**What to do:** Could you copy every record below exactly as it is written?

**Task data:**
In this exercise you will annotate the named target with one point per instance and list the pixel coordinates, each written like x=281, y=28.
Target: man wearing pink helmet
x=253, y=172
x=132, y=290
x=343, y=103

**Expected answer:**
In this exercise you will annotate the named target with one point per instance and list the pixel coordinates, each written like x=281, y=28.
Target: man wearing pink helmet
x=253, y=172
x=132, y=290
x=343, y=103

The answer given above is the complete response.